- What you are asked to do:
List each line of the listing below that contains the string "like". Letter case matters.

** START Data excerpts **

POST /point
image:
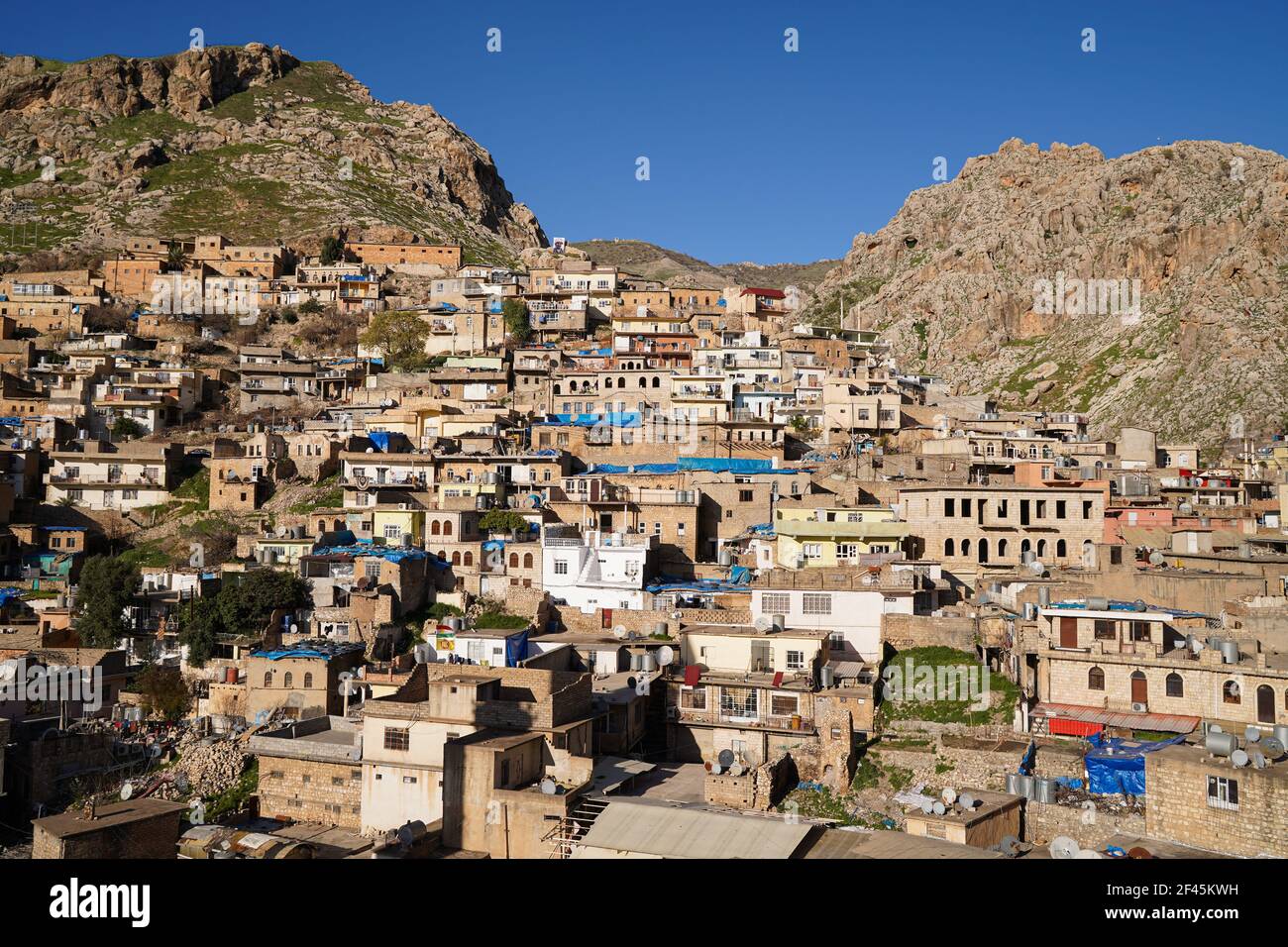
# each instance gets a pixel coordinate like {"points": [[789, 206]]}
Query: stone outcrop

** END Data excerpts **
** START Data excerpts **

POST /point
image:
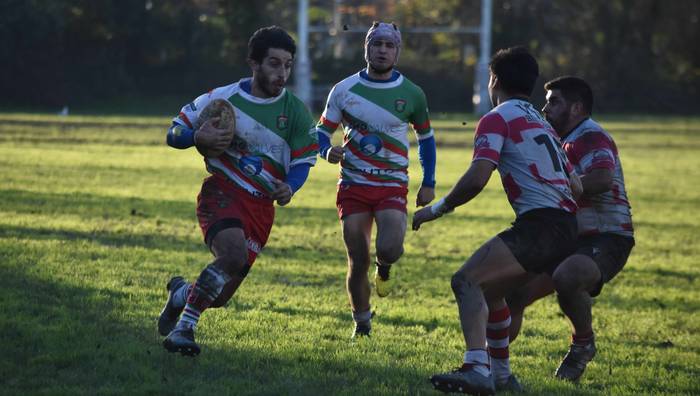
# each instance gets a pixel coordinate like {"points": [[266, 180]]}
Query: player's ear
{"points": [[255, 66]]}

** END Data excerpts **
** START Data excerpts **

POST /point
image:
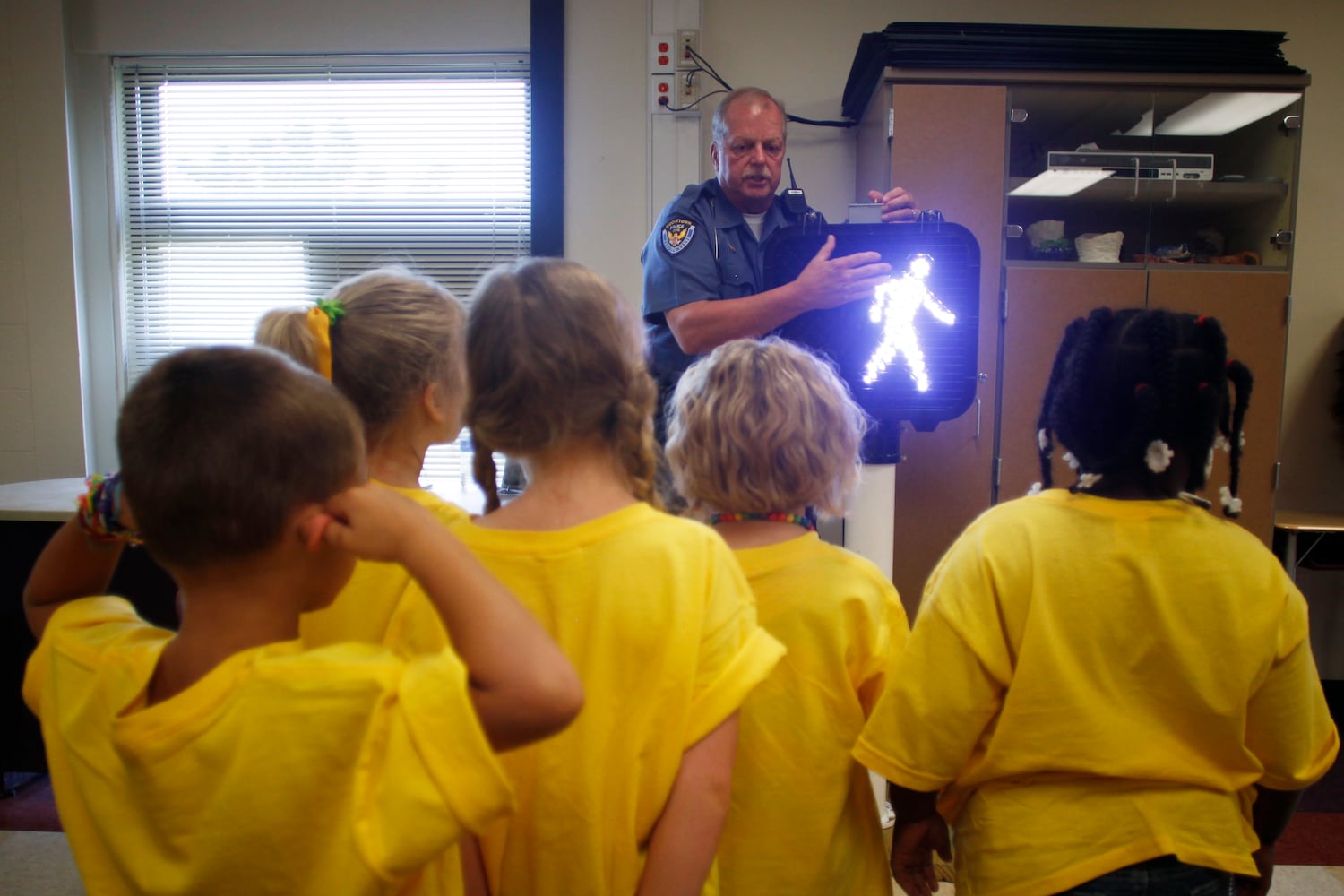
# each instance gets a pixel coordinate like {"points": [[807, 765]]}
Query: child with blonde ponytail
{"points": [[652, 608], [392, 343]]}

** END Data excerpts **

- Written solution:
# each instance gets a pixel coordinate like {"points": [[789, 206]]}
# each instance gets a pixel coordinate like {"points": [[266, 180]]}
# each instance gets a pixel coordinate like {"points": [[807, 765]]}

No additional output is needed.